*Task details*:
Copy out every line of the records below that contains the word "mountain".

*Supplied entries*:
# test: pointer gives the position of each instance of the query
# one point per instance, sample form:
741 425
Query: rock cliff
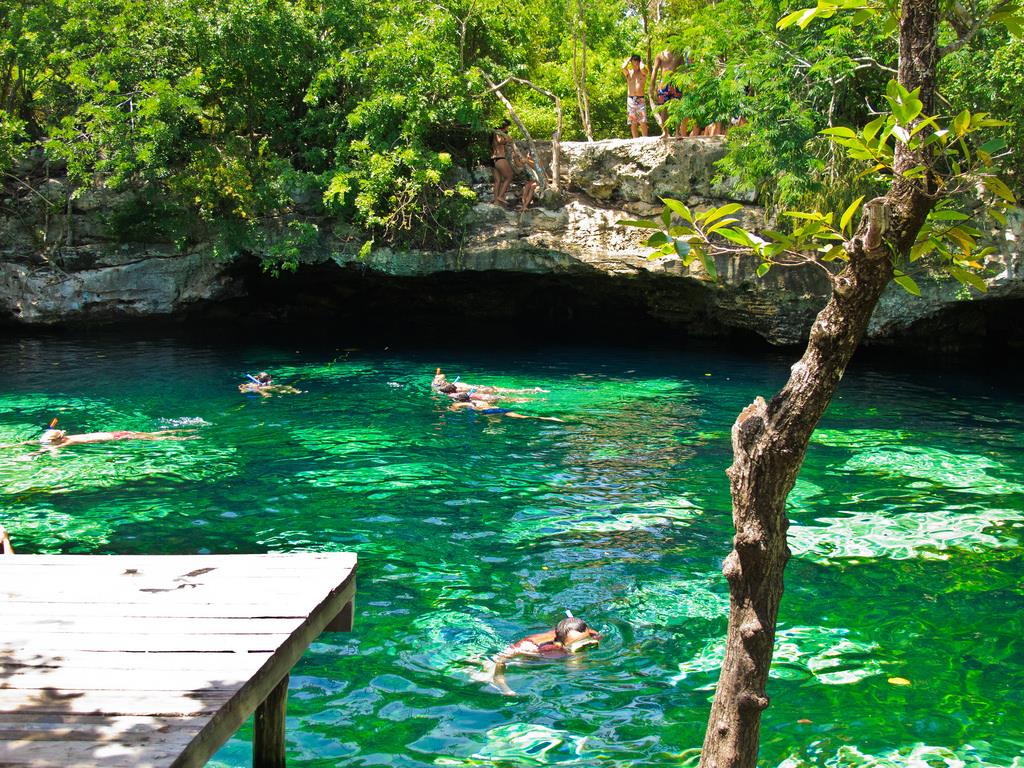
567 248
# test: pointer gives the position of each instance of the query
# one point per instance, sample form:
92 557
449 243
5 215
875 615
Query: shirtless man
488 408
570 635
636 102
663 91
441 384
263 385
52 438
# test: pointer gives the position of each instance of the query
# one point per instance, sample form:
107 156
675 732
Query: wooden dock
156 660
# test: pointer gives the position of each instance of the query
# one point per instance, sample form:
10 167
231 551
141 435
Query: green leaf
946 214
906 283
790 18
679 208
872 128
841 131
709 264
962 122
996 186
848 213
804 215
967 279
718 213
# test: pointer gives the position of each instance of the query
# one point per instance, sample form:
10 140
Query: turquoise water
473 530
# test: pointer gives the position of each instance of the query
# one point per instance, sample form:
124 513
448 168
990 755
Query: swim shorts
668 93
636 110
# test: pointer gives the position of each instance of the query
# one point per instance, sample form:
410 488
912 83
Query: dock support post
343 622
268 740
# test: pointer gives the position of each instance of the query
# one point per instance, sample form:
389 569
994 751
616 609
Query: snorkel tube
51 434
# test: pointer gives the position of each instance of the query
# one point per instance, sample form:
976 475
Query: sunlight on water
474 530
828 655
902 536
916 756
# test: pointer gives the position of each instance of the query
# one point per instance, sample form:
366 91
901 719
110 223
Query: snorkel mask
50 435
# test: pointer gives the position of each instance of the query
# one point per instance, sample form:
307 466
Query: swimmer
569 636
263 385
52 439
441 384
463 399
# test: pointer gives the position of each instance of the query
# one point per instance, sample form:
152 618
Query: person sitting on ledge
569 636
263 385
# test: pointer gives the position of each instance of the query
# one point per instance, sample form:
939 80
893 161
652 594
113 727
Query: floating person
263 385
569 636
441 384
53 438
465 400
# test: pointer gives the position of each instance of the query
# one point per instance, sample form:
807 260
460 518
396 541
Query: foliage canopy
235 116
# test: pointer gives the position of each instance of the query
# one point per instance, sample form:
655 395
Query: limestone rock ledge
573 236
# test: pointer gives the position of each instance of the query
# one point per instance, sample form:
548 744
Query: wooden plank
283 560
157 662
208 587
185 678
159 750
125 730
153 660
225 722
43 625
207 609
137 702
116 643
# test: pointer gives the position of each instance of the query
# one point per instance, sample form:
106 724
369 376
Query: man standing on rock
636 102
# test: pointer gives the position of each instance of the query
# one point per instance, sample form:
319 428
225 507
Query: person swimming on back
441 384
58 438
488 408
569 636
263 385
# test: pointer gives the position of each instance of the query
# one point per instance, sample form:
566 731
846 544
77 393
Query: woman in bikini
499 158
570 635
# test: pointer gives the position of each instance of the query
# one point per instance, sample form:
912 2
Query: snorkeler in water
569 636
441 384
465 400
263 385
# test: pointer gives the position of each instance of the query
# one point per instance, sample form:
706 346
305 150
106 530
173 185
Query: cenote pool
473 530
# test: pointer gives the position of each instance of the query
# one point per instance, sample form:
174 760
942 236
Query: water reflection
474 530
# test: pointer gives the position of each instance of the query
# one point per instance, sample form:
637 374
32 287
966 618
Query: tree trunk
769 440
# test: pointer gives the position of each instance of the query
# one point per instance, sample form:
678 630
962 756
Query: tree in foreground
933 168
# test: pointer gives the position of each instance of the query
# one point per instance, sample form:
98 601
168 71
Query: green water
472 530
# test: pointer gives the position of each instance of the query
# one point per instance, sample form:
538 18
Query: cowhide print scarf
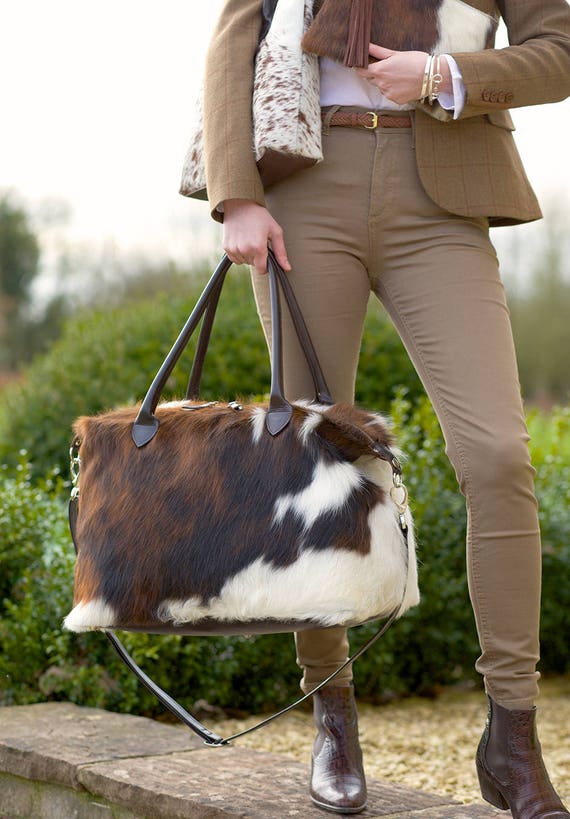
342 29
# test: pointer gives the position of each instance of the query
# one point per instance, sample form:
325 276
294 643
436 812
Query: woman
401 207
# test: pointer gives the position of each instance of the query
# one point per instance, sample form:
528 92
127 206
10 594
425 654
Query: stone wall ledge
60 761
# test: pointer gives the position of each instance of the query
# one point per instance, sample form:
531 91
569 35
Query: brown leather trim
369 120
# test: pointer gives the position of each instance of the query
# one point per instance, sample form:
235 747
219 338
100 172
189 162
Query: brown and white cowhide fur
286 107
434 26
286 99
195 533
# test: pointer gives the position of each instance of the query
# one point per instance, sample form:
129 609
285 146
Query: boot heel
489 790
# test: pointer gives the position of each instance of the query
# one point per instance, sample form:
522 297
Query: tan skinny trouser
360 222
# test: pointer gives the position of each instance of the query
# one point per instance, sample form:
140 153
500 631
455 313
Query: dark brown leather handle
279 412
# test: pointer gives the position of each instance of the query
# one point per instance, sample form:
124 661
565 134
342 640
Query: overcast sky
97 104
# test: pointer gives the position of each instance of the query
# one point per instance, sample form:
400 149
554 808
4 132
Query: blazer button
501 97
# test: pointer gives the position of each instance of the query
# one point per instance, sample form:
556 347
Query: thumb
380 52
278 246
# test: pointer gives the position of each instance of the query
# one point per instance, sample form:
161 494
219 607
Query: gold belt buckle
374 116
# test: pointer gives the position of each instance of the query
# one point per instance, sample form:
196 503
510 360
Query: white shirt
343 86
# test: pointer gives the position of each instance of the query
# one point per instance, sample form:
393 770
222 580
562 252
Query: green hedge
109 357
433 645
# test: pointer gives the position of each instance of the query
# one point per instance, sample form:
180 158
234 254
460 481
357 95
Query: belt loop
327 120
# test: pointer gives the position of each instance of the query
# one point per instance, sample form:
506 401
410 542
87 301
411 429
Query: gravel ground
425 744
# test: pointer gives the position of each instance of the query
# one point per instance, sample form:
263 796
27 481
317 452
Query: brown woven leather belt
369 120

...

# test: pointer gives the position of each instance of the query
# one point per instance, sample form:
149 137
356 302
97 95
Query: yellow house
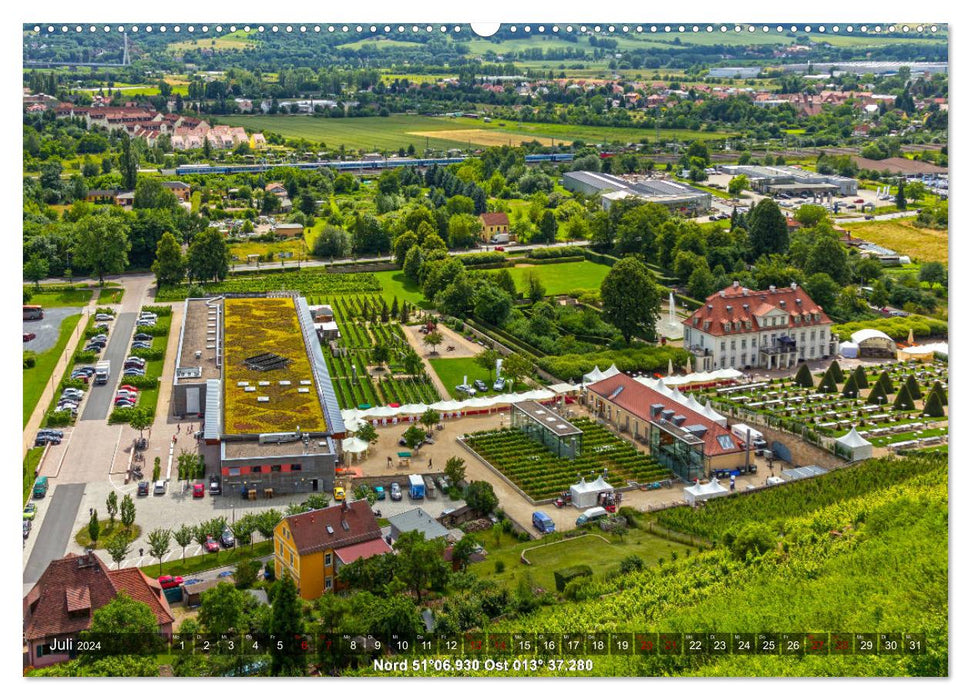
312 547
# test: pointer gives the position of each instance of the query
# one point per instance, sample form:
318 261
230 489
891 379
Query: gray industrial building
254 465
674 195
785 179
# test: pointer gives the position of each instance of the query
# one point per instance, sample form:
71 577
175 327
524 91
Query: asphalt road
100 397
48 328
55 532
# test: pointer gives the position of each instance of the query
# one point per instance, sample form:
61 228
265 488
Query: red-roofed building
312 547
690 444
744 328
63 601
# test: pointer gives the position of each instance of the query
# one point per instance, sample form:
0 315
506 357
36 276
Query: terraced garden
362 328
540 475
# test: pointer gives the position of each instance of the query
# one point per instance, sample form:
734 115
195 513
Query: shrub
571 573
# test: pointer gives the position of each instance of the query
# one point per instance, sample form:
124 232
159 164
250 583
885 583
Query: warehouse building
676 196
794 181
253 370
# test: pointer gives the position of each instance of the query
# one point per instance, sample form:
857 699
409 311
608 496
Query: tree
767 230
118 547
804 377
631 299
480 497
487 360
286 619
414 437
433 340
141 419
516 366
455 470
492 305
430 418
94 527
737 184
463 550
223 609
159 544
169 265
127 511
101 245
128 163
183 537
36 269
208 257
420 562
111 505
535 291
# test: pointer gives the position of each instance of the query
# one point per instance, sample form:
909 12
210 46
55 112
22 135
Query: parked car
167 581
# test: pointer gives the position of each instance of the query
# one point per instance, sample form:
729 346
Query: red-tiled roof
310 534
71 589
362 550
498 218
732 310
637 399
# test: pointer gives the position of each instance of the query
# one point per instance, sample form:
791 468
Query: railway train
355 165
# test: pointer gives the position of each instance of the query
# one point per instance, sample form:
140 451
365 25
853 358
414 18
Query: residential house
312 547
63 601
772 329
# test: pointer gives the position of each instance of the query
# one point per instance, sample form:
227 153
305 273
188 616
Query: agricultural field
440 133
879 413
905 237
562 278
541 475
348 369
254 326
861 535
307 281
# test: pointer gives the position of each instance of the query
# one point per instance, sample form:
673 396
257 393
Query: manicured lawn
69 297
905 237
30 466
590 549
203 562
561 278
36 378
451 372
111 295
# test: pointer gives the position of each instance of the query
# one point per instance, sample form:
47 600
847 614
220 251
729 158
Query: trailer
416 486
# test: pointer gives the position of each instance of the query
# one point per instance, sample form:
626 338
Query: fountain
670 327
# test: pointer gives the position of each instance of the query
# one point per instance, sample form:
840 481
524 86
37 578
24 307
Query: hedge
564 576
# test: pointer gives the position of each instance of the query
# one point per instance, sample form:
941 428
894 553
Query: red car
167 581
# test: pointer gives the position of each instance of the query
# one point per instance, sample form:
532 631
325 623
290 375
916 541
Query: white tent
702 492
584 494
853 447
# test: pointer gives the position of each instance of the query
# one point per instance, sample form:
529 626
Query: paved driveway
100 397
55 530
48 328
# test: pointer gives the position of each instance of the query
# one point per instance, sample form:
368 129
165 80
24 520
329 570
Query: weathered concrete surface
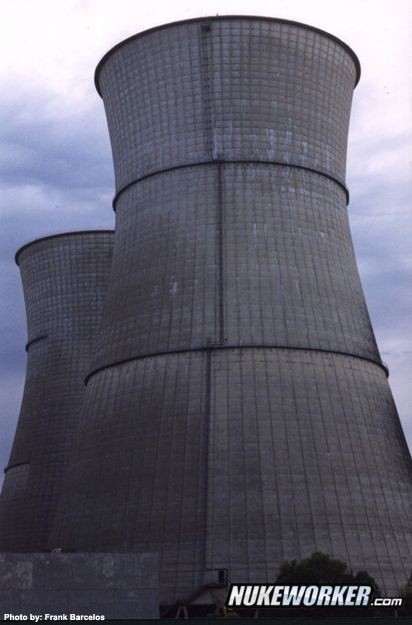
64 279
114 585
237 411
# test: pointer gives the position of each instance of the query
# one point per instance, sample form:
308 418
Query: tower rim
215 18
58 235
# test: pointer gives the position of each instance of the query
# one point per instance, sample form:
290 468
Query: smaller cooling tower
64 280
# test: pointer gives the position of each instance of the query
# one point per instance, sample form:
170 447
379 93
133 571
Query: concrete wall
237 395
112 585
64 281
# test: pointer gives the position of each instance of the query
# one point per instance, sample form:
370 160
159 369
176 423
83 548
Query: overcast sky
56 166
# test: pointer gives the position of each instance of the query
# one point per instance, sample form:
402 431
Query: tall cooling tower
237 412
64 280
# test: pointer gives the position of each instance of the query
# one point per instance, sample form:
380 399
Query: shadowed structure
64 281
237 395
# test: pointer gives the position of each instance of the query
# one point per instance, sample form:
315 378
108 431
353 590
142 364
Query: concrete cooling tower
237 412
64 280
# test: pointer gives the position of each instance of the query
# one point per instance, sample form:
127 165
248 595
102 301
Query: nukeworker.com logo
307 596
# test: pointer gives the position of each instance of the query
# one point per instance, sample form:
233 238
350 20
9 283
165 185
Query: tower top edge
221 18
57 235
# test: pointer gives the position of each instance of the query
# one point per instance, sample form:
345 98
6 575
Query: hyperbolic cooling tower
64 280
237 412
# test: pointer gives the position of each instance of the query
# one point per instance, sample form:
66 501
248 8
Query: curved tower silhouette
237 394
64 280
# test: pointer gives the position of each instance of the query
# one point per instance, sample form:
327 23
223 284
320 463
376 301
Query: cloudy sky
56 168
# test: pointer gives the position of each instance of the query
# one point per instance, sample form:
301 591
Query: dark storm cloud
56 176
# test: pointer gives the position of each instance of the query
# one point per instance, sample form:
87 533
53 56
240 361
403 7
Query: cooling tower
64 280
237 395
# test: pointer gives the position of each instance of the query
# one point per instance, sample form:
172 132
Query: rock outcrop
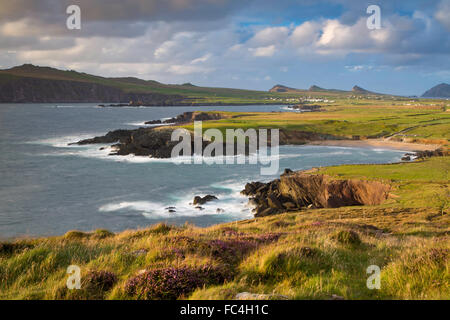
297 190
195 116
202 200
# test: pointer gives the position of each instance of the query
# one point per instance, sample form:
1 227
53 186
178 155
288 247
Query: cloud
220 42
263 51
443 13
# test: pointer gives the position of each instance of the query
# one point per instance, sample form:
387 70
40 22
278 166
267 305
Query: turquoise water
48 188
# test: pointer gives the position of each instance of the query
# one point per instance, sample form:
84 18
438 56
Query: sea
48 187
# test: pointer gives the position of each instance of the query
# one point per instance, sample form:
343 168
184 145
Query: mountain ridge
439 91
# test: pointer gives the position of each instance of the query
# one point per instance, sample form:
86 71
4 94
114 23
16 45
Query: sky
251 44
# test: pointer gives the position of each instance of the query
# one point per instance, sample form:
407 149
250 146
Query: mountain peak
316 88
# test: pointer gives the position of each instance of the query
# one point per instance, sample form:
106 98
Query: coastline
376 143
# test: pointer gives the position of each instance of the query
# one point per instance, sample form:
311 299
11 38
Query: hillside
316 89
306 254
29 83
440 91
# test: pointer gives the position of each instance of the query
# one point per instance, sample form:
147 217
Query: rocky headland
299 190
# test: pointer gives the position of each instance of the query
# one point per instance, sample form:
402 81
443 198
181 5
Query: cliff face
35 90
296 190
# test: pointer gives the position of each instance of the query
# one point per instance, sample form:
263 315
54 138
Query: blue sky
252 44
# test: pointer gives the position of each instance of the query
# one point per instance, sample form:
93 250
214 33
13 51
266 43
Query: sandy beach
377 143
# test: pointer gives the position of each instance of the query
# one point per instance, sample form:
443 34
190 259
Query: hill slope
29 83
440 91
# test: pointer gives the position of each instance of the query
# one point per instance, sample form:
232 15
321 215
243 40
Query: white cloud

*Solution to the exercise*:
Query: mountain ridge
Query: mountain peak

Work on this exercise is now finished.